Exercise instructions >> Exclude the pictures, then repeat the remaining data exactly.

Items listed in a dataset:
--- START ---
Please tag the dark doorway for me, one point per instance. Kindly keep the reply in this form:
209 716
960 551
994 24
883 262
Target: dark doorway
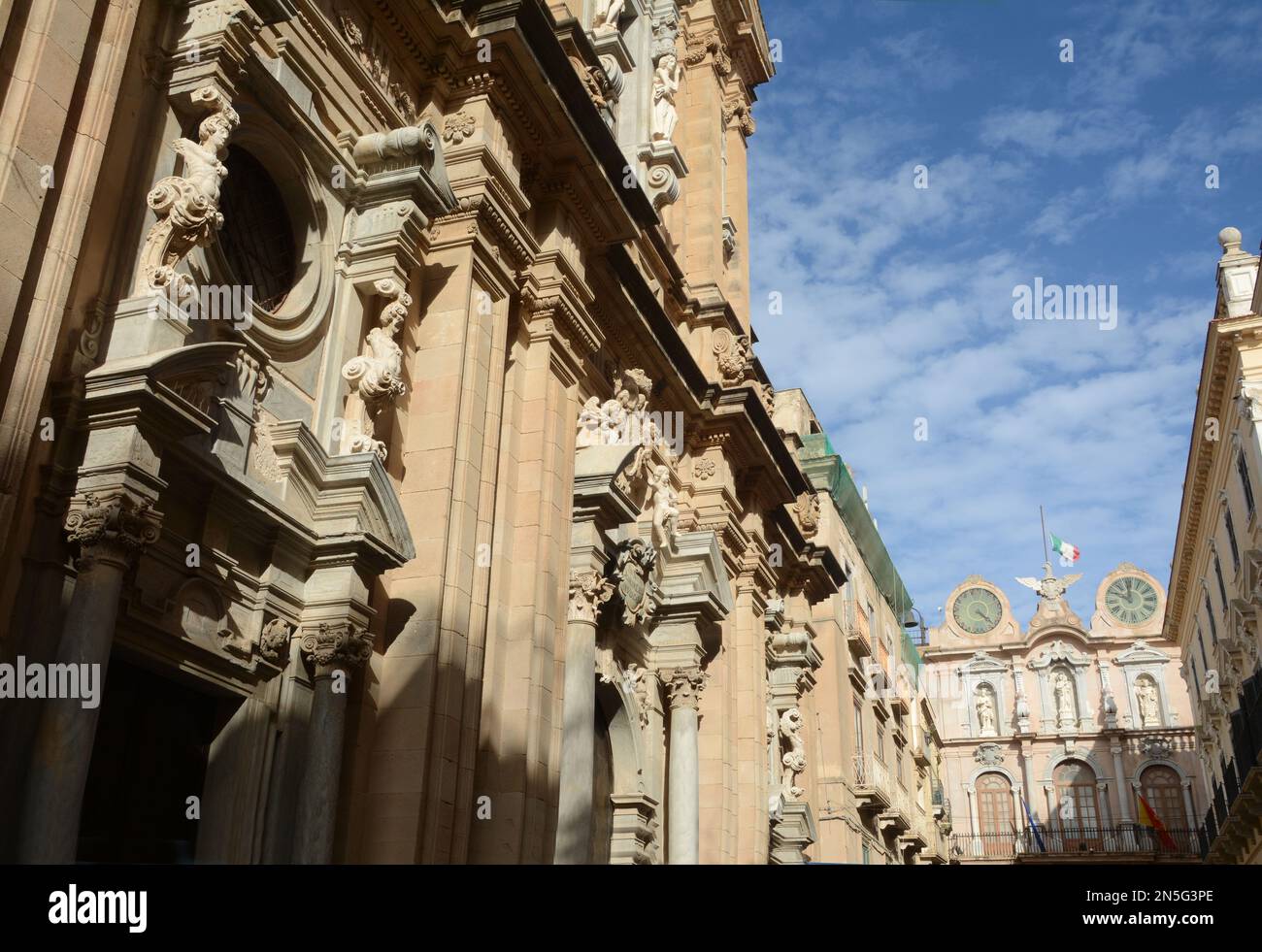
149 758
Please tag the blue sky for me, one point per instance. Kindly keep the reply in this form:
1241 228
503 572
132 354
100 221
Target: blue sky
897 302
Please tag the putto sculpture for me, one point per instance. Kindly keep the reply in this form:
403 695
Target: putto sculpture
377 376
187 206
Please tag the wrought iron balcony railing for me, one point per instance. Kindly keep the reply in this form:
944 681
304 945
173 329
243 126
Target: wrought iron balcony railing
1076 841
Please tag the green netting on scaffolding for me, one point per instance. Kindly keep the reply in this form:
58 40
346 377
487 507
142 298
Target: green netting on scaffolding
825 471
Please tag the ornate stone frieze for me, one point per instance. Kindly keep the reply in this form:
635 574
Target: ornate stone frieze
588 590
374 55
794 758
377 375
808 512
708 43
274 640
116 526
988 754
457 127
342 645
735 356
632 573
187 206
684 686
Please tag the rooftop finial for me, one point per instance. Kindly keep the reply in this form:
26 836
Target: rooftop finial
1229 239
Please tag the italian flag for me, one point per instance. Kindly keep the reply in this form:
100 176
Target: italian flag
1148 817
1065 550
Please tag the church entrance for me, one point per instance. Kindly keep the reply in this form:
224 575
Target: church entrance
149 758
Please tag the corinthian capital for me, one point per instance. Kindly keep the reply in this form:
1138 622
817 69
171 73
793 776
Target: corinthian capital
114 527
337 645
685 687
588 590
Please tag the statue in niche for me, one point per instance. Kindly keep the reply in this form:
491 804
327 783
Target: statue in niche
1063 692
665 513
985 721
187 206
1146 695
607 16
377 378
665 87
--- END ---
Response for this exercise >>
Please tag the dark doorway for me, one point per instance. Kindly keep the reply in this form:
209 716
960 551
994 24
883 262
Target: dark doorway
149 758
Please tag the blue sky for me, one point per instance. Kindly keep the reply in this form:
1241 228
503 572
132 354
100 221
Target: blue sky
897 302
Please tag the putto sculpture for me, one point per instance. Kindly keep the reply in this form:
403 695
Target: putto sculpture
377 376
187 206
Please tag the wrought iron balcony railing for me, one point per instance. Kindly keep the reply in this form:
944 681
304 945
173 329
243 126
Target: wrought iron balcony railing
1076 841
Please tag the green netting on scaffolding for me, one point per instance. Kindly keep the reply in this form:
58 40
346 377
487 507
142 298
Target: green netting on scaffolding
825 471
Please tag the ornate stone frieze for me, one point per instance. Kindly keep the reply in this form:
635 574
Target: ornate stone frieze
588 590
374 55
794 758
377 375
808 512
708 43
274 640
116 526
988 754
457 127
342 645
735 356
632 573
187 206
684 686
Please tag the rooftop finial for me, one point per instance. Kindly keep the reply in this form:
26 836
Target: rooftop finial
1229 239
Please tag the italian flag for me, one point per instance. Kindly keep the reply in this form:
100 176
Target: italian flag
1148 817
1065 550
Please tag the church entrance for me, one point per instance. Kindly keep the reply in this form:
224 575
Target: church entrance
149 758
Please tag the corinthian capital for me, one point per instance. Kindly keep the reply in this form:
1138 622
817 69
171 73
793 776
Target: corinthian capital
114 527
337 645
685 687
588 590
Please tag the statue in niche for me, one point per instance. Kindly keep the reply in this form:
491 804
327 783
Target: statue in niche
1063 692
665 513
985 721
187 206
1146 695
607 16
377 378
665 87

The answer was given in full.